**Set task**
Can you edit the data science text by reproducing it from the words "Machine learning &" through "capable of handling.", with every "machine learning model" changed to "predictive model"?

**Extracted text**
Data Science

Machine learning & data science for beginners and experts alike.

Often when we want to start developing a machine learning model, we find that we need to prepare the data in great detail to get it to a state that our models can optimally interpret. This also depends on the type of machine learning model that we want to use since some of them support values that others are not capable of handling.

 

For this reason, when we prepare the data to test with multiple models and evaluate which one gives us a better result, the ideal approach is to prepare the data in a way that will allow us to feed it to any type of model. Certain tasks, such as scaling numerical variables so that all the numerical variables are distributed in similar ranges and therefore have a proportional influence on their importance, or tasks such as the conversion of categorical variables to numerical ones, which are understandable by the models, are unavoidable.

 

On this occasion, I have prepared a macro for Alteryx, available at the link at the end of the article, which allows you to perform this last task, focused on converting variables that are categorical in nature into numerical variables, a process called one-hot encoding. Through this process, we create a new column of type flag for each different category existing in a non-numeric column, and depending on the value of each row, at most only one of the flags created will be equal to 1. Visually, it would be something like this:

 

One hot encoding (2).png

Conversion from categorical to numeric variable

 

An important aspect when we carry out this task in training a machine learning model is that for all the new columns that we create in this process, for each of the categorical variables that we want to convert to numeric, we must be able to repeat this process again exactly the same for when we are going to make the prediction of new cases in the future, ending up with exactly the same columns at the end of the process. Therefore, we must save, together with the trained model, the values of the new columns that we will create so as not to create new unknown columns for the model. We also do not want necessary columns to be missing, even if their value is 0.

**Dataset extract**

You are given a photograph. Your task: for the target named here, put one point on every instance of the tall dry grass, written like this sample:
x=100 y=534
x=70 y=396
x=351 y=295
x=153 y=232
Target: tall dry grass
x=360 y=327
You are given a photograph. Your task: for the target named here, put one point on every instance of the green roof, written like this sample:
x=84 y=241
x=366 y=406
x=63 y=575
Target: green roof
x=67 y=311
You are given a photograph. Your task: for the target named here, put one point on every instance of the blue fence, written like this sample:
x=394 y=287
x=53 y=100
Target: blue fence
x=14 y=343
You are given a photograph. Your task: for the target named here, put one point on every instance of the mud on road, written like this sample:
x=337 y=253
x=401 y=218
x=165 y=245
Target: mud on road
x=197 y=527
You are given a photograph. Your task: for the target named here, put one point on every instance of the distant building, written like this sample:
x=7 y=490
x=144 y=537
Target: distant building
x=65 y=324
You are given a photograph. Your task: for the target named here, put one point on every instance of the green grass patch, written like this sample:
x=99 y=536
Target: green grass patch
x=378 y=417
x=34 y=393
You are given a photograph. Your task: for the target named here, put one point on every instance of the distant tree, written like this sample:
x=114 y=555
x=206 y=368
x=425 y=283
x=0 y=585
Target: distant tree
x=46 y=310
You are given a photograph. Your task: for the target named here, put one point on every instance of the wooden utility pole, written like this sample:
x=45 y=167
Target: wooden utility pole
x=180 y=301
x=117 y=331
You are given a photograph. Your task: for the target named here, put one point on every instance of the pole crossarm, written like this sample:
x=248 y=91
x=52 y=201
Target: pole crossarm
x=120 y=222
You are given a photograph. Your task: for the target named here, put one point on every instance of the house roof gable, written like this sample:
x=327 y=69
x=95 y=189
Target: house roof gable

**Exercise answer**
Machine learning & data science for beginners and experts alike.

Often when we want to start developing a predictive model, we find that we need to prepare the data in great detail to get it to a state that our models can optimally interpret. This also depends on the type of predictive model that we want to use since some of them support values that others are not capable of handling.